How to complete this task
When you reach the line containing "Where can you find the concrete", begin copying, and keep copying each line exactly until the listing ends.

★ ★ ★ ★ ★ ★ ★

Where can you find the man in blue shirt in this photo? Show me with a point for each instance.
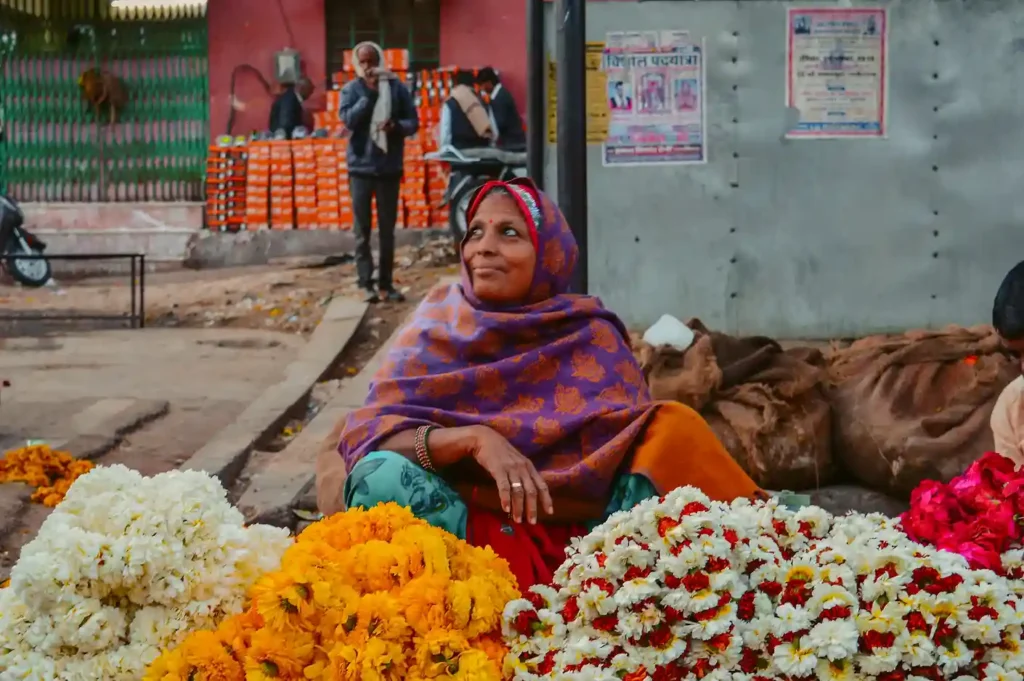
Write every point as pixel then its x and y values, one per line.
pixel 378 111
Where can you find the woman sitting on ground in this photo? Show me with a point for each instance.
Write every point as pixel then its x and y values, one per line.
pixel 511 413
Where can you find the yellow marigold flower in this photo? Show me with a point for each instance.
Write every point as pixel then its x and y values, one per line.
pixel 494 647
pixel 365 595
pixel 437 653
pixel 170 666
pixel 209 660
pixel 273 654
pixel 283 602
pixel 50 471
pixel 377 661
pixel 424 601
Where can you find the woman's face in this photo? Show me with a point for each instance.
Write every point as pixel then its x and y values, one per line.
pixel 498 251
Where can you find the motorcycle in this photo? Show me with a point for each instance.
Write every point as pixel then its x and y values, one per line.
pixel 14 241
pixel 469 170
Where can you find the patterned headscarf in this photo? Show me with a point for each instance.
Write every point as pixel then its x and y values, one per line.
pixel 555 376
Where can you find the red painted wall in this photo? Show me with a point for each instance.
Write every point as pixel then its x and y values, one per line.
pixel 250 32
pixel 480 33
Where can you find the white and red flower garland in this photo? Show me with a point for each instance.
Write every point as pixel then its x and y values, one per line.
pixel 683 588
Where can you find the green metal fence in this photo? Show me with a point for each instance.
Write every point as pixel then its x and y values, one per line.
pixel 56 147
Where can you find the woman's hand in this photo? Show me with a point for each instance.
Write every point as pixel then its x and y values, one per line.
pixel 519 485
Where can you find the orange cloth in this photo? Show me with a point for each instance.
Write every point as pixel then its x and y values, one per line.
pixel 679 449
pixel 1008 422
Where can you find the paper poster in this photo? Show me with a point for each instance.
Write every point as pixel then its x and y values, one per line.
pixel 837 78
pixel 655 96
pixel 597 103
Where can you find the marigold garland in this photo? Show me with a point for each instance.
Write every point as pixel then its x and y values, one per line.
pixel 364 595
pixel 50 471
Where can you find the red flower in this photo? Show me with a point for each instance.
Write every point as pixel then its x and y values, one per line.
pixel 666 524
pixel 693 508
pixel 696 582
pixel 570 610
pixel 744 608
pixel 524 622
pixel 547 665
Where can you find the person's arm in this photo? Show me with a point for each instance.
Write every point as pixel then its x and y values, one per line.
pixel 356 109
pixel 1006 421
pixel 408 120
pixel 445 445
pixel 291 114
pixel 444 128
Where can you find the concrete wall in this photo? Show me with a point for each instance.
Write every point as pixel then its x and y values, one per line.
pixel 250 32
pixel 822 238
pixel 479 33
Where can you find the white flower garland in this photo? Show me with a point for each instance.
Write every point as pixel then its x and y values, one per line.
pixel 683 589
pixel 124 566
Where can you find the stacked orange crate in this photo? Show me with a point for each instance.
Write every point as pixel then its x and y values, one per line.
pixel 282 190
pixel 327 184
pixel 258 186
pixel 304 160
pixel 436 178
pixel 236 200
pixel 216 181
pixel 344 196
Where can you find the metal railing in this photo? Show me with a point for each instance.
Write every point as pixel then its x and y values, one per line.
pixel 135 318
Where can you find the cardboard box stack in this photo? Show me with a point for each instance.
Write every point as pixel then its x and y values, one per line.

★ ★ ★ ★ ★ ★ ★

Answer below
Where can you find the concrete wall in this photo? Show me with a point for each instance.
Write every point as pixel then its x and y values, one per line.
pixel 250 32
pixel 822 238
pixel 479 33
Where can you find the white flower garland in this photo? Show me with a point for each instance.
Write every point as pixel then its x and y values, one per line.
pixel 683 589
pixel 124 566
Where can you find the stacked orange crate in this photo? Show me with a point for each instance.
Write every point as pixel then its x and y values, one per line.
pixel 282 190
pixel 327 184
pixel 258 186
pixel 304 160
pixel 436 178
pixel 236 200
pixel 216 181
pixel 344 196
Where can you find the metal railing in this photo? Show me with a point for each instance.
Write every point as pixel then its x and y values, one per line.
pixel 135 318
Where can you find the cardboard box stack in this photo? Show me with a point for each instance.
Write every point as pixel then its x and y values, one per line.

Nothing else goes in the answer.